■ **Provided information**
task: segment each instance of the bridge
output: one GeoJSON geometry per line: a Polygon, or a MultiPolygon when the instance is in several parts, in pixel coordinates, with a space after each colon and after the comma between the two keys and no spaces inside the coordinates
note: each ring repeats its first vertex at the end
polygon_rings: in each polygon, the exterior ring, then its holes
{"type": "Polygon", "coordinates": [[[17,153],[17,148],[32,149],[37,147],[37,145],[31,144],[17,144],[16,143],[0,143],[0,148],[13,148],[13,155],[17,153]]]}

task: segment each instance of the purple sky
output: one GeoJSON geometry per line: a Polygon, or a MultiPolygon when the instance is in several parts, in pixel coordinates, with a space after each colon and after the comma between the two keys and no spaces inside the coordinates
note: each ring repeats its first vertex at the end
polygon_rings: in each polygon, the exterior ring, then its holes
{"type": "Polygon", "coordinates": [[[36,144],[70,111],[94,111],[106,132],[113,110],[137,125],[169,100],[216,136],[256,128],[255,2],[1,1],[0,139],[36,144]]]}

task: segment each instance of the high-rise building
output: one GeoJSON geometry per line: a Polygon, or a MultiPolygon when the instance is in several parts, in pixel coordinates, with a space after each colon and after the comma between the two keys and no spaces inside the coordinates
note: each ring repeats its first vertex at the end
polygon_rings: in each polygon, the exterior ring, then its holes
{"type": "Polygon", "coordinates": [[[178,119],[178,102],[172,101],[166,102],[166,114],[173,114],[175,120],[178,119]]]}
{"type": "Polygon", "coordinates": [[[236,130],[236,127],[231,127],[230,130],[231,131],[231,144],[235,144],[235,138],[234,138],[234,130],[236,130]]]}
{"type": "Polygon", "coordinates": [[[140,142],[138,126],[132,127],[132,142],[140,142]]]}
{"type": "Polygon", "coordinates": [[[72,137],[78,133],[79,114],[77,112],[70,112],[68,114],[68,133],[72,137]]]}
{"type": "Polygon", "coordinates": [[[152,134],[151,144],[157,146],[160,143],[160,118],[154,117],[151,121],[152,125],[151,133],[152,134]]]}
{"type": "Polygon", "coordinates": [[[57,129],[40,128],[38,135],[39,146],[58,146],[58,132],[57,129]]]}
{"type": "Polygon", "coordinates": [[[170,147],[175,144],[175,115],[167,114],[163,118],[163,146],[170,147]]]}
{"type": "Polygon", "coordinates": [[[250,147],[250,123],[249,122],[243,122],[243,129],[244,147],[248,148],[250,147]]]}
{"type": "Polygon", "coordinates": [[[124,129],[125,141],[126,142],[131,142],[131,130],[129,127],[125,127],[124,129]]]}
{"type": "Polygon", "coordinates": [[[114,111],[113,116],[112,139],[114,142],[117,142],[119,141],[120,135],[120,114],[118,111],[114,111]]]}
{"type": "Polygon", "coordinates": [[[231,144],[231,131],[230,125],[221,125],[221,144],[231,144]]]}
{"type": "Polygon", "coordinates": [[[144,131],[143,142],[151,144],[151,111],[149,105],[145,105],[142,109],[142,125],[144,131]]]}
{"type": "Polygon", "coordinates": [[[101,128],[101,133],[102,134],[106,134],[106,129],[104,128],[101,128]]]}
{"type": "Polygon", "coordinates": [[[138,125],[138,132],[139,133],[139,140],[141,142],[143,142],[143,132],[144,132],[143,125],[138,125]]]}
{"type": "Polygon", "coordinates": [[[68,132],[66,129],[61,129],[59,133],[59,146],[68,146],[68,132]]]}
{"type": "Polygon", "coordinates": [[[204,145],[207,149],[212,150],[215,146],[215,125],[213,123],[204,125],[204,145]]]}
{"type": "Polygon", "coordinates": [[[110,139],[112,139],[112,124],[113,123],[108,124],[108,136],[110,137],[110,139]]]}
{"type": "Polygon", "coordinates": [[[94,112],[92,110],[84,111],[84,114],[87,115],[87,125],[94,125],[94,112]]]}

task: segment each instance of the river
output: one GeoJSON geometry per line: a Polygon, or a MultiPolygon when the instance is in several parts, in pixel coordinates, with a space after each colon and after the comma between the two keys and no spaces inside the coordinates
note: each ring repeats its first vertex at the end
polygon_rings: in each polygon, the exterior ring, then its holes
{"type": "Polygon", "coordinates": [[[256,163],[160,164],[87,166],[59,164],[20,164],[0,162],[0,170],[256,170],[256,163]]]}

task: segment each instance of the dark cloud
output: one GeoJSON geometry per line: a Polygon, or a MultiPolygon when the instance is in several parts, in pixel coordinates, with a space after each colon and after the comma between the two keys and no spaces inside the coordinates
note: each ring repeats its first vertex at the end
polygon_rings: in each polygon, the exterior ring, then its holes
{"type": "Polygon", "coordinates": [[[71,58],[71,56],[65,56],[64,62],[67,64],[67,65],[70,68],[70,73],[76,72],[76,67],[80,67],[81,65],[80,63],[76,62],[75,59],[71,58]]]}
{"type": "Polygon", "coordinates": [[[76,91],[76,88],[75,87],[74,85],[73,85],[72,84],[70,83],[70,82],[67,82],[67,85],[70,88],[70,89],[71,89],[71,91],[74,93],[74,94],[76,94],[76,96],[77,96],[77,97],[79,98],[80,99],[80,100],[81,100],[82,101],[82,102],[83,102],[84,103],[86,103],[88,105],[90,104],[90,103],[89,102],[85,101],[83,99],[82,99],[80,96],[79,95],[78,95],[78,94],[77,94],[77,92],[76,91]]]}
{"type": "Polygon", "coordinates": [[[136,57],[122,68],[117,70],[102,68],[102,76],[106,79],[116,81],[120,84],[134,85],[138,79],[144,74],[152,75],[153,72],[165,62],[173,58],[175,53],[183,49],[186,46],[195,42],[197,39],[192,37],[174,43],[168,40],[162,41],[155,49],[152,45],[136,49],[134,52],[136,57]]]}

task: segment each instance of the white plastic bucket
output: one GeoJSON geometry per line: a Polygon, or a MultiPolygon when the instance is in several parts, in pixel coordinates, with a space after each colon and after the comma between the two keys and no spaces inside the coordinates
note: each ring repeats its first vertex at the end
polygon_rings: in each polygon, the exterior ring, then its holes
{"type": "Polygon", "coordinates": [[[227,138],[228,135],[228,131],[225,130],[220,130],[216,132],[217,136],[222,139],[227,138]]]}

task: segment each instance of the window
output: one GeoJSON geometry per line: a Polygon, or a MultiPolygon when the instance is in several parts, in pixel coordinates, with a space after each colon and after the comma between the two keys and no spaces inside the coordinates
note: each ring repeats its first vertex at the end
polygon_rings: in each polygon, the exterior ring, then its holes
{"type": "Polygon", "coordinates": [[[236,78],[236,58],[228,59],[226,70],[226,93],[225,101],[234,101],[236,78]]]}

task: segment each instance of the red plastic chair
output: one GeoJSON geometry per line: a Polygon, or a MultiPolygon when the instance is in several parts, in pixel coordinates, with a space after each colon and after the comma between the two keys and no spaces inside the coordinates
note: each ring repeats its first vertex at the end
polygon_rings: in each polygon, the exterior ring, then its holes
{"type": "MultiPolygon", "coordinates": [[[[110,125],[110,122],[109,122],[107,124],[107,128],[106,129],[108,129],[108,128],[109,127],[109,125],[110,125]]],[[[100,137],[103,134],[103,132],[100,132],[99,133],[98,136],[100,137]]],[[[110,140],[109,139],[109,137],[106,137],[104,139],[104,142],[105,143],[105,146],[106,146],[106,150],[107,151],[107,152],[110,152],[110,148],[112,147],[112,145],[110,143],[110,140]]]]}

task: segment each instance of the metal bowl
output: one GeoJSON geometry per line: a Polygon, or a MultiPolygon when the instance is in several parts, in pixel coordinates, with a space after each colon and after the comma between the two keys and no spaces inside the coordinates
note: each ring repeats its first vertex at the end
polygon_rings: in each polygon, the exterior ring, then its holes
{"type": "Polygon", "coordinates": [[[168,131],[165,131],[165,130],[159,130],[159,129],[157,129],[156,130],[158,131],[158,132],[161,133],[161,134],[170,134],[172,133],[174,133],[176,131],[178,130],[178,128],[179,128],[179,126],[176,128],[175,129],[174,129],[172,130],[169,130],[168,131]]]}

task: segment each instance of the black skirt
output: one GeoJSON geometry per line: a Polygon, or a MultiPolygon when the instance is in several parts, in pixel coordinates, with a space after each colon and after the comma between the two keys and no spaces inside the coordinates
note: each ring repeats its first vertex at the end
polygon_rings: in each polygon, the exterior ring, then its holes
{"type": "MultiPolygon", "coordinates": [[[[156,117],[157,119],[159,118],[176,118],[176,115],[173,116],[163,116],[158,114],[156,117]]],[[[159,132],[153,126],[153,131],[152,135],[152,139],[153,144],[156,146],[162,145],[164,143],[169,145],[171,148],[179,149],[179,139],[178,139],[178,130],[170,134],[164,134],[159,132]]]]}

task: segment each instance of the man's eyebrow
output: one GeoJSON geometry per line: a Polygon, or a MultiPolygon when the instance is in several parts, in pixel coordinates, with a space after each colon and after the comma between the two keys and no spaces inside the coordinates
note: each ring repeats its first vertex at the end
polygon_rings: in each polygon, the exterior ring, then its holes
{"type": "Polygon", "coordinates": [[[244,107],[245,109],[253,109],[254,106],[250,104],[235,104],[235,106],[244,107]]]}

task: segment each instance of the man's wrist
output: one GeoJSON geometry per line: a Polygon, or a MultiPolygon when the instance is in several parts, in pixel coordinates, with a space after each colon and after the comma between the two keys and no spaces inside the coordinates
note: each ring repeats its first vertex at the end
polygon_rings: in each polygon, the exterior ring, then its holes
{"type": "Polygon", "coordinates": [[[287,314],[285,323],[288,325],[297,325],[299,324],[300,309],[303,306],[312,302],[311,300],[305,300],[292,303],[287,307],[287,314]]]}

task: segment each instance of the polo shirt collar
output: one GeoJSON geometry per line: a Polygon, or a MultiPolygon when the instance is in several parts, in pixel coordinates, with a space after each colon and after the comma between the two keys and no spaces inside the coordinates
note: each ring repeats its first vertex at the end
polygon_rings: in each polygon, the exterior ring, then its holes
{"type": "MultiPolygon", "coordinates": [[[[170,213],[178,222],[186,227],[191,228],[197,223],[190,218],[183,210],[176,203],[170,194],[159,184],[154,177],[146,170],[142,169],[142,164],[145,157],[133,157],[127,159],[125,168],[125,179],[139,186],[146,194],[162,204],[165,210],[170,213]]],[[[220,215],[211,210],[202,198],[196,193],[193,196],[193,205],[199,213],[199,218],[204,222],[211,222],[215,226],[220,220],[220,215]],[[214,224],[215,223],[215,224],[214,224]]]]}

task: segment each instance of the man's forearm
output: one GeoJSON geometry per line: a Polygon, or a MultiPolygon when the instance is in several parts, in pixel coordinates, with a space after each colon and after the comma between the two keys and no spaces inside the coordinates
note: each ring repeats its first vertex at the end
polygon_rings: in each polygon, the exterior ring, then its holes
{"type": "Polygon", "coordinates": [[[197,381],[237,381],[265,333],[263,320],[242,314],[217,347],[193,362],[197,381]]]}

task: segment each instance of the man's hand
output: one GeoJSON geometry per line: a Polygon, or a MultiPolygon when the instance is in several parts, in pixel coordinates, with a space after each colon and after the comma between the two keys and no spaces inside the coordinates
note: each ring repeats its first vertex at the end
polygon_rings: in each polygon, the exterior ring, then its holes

■ **Your task**
Set down, unchanged, the line that contains "task: segment each instance of the polo" together with every later line in the records, through the last one.

■ **Solution to this task**
task: segment each instance of the polo shirt collar
output: one GeoJSON geometry per line: a Polygon, or a MultiPolygon when the instance is in several parts, in pixel coordinates, with a space after each colon and after the comma between the two keys and no spaces inside the coordinates
note: each ring repeats its first vertex at the end
polygon_rings: in each polygon, the exterior ring, then its holes
{"type": "MultiPolygon", "coordinates": [[[[170,213],[178,222],[186,227],[191,228],[197,223],[190,218],[183,210],[176,203],[170,194],[159,184],[154,177],[146,170],[142,169],[142,164],[145,157],[133,157],[127,159],[125,168],[125,179],[139,186],[146,194],[162,204],[165,210],[170,213]]],[[[220,215],[211,210],[202,198],[196,193],[193,196],[193,205],[199,213],[199,218],[204,222],[211,222],[215,226],[220,220],[220,215]],[[214,224],[215,223],[215,224],[214,224]]]]}

task: segment each instance of the man's forearm
output: one GeoJSON geometry per line: a Polygon, or a MultiPolygon when the instance is in several parts, in pixel coordinates, with a space after each colon and after the comma between the two keys and no spaces inside the coordinates
note: each ring repeats its first vertex at the end
polygon_rings: in each polygon, the exterior ring, then its holes
{"type": "Polygon", "coordinates": [[[197,381],[237,381],[265,333],[263,320],[242,314],[217,347],[193,362],[197,381]]]}

task: segment each instance of the man's hand
output: one GeoJSON geometry per line: a Polygon, or a MultiPolygon when the instance is in several parts, in pixel coordinates, with a space after each colon and after the comma between the two keys and no spaces inside the coordinates
note: each ring repeats its first vertex at the end
polygon_rings: in each polygon, the exterior ring, then its holes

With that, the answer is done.